**WHAT IS EXPECTED:**
Copy out only those lines running from the line with "of the jersey" to the end of the listing, keeping each one exactly as it is.

**AVAILABLE RECORDS:**
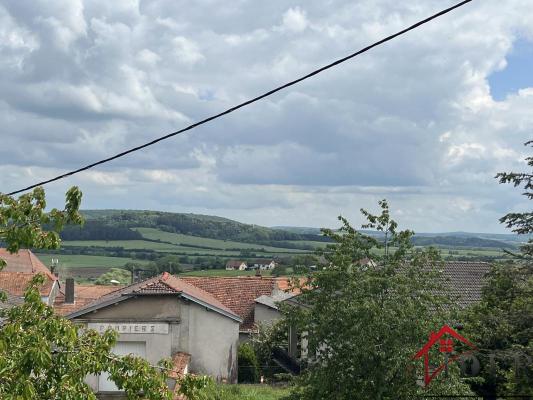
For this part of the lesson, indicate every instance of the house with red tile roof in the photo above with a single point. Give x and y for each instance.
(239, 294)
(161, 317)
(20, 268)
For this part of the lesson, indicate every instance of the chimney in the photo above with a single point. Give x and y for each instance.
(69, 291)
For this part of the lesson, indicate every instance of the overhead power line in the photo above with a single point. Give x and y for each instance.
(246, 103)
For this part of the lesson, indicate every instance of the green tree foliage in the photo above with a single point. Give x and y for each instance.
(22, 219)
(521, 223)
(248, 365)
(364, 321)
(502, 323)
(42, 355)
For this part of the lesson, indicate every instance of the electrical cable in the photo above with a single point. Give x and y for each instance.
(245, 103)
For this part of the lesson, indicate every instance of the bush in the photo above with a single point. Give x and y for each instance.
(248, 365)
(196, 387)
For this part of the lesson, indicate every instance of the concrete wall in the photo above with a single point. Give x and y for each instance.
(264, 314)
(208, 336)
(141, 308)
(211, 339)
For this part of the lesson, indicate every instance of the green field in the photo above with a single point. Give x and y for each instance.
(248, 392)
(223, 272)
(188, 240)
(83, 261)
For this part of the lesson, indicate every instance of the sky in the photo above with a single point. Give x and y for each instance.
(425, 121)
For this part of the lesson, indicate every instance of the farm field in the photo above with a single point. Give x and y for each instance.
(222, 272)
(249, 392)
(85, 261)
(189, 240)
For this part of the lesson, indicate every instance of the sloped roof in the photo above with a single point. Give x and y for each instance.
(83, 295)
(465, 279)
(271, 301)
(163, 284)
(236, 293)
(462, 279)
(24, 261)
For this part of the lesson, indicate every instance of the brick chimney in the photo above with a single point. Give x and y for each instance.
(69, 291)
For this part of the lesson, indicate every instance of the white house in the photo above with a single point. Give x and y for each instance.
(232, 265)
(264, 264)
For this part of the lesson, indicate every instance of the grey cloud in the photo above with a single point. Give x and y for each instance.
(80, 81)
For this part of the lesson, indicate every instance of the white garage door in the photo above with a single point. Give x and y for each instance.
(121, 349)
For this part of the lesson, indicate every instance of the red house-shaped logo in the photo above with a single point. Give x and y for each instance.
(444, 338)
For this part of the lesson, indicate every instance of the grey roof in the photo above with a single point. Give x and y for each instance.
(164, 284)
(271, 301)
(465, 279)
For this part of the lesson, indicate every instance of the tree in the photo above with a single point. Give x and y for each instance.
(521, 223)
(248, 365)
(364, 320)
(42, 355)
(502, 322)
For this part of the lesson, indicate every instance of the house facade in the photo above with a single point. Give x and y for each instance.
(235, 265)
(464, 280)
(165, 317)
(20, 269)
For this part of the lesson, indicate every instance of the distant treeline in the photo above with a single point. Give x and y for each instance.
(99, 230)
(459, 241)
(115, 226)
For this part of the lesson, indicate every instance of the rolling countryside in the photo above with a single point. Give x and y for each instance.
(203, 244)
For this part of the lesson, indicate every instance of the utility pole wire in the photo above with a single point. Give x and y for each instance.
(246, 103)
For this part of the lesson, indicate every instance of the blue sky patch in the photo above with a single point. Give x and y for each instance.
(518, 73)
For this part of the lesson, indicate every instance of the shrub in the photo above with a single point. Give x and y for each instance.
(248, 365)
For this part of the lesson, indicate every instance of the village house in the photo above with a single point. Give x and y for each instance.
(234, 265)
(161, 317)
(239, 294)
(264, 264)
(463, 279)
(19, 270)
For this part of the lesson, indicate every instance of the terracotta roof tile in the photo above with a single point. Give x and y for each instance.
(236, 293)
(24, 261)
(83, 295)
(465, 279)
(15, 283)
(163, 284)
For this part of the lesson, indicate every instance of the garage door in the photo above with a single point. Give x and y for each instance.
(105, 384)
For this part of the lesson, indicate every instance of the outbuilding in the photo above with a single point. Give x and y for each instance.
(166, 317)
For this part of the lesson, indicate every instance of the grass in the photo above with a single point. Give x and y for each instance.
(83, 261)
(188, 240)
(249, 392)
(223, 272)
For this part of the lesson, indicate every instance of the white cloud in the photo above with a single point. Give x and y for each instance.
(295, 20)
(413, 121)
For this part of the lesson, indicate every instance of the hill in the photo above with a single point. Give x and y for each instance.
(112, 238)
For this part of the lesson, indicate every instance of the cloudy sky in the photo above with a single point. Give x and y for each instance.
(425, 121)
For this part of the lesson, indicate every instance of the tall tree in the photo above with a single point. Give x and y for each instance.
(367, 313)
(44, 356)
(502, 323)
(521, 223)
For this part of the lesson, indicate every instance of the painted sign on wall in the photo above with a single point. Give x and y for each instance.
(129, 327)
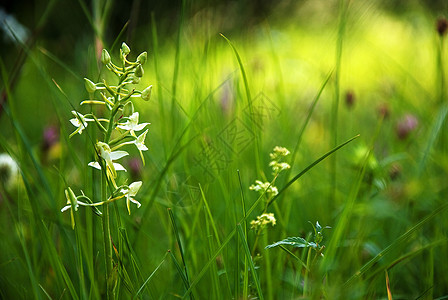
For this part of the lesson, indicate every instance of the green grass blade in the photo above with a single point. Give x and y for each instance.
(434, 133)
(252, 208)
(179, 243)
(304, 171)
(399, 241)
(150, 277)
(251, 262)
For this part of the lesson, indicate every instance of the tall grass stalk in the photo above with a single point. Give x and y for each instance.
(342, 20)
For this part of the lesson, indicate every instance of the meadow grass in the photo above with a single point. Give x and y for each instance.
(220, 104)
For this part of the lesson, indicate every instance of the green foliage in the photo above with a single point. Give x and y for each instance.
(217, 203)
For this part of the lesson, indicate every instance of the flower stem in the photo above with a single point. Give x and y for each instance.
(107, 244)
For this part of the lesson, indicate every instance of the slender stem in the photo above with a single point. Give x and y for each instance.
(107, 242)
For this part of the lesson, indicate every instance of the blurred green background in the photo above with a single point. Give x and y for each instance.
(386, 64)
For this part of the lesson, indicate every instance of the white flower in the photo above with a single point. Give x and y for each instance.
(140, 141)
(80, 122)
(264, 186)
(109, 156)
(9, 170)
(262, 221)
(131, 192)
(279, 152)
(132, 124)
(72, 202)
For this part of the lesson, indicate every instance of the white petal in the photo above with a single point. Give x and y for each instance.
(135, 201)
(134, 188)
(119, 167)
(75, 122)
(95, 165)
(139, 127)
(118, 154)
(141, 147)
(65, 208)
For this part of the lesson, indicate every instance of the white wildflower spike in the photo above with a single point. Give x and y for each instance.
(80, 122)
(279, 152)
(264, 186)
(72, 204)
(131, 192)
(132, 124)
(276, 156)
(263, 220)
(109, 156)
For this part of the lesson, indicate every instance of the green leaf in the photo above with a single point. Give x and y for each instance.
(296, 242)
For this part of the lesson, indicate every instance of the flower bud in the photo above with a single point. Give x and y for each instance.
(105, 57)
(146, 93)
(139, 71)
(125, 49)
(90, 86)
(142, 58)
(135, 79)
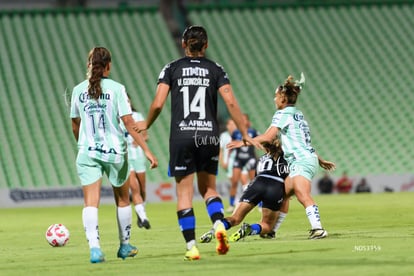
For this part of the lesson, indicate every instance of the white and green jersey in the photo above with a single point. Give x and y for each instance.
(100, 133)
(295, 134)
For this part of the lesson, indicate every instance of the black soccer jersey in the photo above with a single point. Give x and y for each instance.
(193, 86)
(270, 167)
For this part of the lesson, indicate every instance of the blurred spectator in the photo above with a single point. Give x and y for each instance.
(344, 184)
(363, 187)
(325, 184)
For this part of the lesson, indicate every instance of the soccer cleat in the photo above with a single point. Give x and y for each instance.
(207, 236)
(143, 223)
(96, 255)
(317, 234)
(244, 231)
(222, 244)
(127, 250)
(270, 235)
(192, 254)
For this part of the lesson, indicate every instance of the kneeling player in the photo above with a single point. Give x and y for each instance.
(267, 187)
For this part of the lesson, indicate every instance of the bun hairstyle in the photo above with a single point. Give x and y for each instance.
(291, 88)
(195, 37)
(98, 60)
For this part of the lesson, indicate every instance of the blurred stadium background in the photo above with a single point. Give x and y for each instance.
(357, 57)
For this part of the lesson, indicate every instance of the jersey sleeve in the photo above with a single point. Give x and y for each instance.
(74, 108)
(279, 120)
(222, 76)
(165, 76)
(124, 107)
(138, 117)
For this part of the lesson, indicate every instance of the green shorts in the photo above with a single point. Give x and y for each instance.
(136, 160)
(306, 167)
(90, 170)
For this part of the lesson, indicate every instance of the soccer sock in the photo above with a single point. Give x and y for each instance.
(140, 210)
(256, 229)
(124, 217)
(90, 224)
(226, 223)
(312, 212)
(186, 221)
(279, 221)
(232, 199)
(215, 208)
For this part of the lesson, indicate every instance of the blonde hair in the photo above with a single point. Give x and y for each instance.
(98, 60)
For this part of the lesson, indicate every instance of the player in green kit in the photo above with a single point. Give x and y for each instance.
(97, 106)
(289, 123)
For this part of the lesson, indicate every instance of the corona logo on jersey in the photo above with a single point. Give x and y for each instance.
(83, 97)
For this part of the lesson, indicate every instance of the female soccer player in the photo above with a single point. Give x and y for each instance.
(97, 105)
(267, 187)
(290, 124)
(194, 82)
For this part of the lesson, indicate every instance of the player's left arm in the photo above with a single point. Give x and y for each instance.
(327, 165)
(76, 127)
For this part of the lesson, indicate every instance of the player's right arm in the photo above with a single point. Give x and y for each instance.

**EXERCISE SOLUTION:**
For this part of the lesson, indicate every instance of the jersey sleeve in the photo above with a single point. Give x and y for each instance.
(74, 108)
(279, 120)
(222, 76)
(165, 76)
(124, 107)
(138, 117)
For this part of the lesson, indicate every instance of the green shorts in the photo above with a single point. Give x and y for each instance.
(136, 160)
(306, 167)
(90, 170)
For this part of the lesson, indicate every instance of the soccer sock in the photo above with a single point. Give x and y for each instance.
(140, 210)
(256, 229)
(124, 217)
(90, 224)
(226, 223)
(312, 212)
(186, 221)
(279, 221)
(232, 199)
(215, 208)
For this part of the lesson, indicate every instance of the blonde hair in the photo above with a single point. Give x and y for each instance.
(98, 60)
For this part of the lesson, indicate every instance of the player in green kit in the photo above with a single point. Give x and y for each instance.
(97, 106)
(289, 123)
For this part of the lesson, indicate every instance of the corona logo on jersey in the photo above with a single point. Give x and y for each instance.
(83, 97)
For this part of the lesson, indicate every instance of the female soccer player in the photo above with a single point. Give x and y for each instance.
(97, 105)
(267, 187)
(290, 124)
(194, 82)
For this part of the lesson, indicate every instance of the player's left arm in the photo above with a single point. Give x and y for each instance.
(327, 165)
(76, 127)
For this part of the lesson, indicate every instance of the player's right arm in the photo above with a single point. Give x and y for each instance.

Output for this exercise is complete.